VORGEGEBENER TEXT -
Lassen Sie sich von den laufenden Verhandlungen nicht irritieren. Der Westen hat es geschafft, dort Saudi-Arabien (!) zum Leiter der syrischen Opposition zu machen. Deren Marionette torpediert die Verhandlungen auch fleißig mit immer neuen Forderungen, die den UN-Resolutionen widersprechen, auf denen die Friedensgespräche aufbauen. Für die Russland-Koalition ist das kein Nachteil. Für konstruktive Verhandlungen ist die Zeit ohnehin noch nicht reif, weil die militärischen Machtverhältnisse in Syrien noch nicht endgültig geklärt sind. Aber man kann schon mal ein wenig üben. Und wie oben bereits dargestellt wurde, halten die Verhandlungen die syrischen Opportunisten ruhig. Das erfolglose Gewusel der Verhandlungen, die jedes mal verlegt werden, kaum dass sie begonnen sind, ist Teil des Plans. Die USA sind vermutlich involviert.

DATENSATZ -
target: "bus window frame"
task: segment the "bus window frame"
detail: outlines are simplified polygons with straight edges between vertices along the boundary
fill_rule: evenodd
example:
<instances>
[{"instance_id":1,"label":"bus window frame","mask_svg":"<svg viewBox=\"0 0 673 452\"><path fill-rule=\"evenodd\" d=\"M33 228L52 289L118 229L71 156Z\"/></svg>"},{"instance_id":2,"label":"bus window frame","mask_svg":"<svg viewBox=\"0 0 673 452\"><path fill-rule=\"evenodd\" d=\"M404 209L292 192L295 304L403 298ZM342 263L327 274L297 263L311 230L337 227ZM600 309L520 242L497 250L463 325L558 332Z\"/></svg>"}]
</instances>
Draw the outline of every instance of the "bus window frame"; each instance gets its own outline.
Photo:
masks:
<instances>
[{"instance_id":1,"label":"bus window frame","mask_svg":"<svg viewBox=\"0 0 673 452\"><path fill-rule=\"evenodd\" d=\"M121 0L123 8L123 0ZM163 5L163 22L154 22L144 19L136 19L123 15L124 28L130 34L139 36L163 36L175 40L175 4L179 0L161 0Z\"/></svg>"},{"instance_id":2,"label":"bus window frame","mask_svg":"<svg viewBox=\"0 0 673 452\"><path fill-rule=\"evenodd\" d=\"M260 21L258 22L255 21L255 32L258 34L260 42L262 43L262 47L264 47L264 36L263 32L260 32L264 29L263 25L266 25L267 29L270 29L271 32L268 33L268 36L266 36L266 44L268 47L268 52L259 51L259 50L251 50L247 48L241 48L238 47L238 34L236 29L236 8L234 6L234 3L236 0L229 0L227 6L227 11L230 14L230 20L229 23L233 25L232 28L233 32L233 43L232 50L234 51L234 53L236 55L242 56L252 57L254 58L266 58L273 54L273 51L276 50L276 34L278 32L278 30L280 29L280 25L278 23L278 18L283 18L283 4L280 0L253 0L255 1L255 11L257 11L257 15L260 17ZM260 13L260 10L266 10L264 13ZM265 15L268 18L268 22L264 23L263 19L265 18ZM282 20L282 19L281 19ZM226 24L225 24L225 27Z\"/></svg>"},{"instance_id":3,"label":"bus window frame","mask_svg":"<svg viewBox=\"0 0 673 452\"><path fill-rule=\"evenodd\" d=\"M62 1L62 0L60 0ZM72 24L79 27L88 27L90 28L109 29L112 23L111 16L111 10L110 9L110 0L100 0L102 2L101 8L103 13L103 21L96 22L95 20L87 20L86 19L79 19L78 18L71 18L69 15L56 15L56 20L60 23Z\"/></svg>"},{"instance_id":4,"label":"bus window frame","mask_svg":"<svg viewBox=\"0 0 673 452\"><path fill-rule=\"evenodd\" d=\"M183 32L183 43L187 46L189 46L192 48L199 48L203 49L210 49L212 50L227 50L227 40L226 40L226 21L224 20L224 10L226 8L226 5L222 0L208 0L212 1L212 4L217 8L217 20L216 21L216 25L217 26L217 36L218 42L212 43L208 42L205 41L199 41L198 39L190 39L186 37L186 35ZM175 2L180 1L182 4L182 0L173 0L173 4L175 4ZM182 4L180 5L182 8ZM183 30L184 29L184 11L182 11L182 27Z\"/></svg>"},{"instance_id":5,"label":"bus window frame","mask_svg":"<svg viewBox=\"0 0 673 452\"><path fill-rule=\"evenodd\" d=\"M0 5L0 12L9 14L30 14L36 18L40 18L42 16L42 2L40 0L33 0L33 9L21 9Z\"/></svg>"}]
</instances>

==

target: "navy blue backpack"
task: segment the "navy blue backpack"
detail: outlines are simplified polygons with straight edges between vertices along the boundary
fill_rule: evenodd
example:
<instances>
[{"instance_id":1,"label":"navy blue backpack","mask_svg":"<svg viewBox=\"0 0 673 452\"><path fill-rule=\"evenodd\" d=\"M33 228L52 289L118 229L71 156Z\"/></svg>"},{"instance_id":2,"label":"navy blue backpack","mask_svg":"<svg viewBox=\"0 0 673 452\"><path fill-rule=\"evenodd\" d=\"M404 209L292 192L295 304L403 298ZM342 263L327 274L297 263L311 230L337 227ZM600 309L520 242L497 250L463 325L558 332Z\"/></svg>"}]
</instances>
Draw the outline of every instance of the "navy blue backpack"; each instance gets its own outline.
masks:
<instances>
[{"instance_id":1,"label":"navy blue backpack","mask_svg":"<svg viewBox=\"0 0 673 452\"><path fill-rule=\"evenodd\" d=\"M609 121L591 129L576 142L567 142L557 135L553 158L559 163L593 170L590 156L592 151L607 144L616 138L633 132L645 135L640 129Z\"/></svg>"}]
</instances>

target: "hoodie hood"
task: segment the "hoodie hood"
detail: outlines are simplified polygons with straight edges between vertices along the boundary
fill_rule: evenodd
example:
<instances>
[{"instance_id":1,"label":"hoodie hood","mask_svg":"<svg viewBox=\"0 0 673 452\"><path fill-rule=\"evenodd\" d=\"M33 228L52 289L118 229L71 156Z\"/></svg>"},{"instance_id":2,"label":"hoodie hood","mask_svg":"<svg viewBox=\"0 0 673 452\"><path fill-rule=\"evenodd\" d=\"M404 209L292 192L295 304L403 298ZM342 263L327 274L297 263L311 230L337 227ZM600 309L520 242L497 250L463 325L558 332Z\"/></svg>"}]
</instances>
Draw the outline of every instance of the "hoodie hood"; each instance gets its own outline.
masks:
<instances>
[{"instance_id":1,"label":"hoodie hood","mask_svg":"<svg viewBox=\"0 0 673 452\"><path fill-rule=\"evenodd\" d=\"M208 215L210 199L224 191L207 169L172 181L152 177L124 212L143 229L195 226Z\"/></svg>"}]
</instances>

AUFGABE - Wie lautet der Satz „Für konstruktive Verhandlungen ist die Zeit ohnehin noch nicht reif, weil die militärischen Machtverhältnisse in Syrien noch nicht endgültig geklärt sind.“ aus dem vorgegebenen Text auf Englisch?

LÖSUNG - The time is not yet ripe for constructive negotiations anyway, because the military balance of power in Syria has not yet been definitively settled.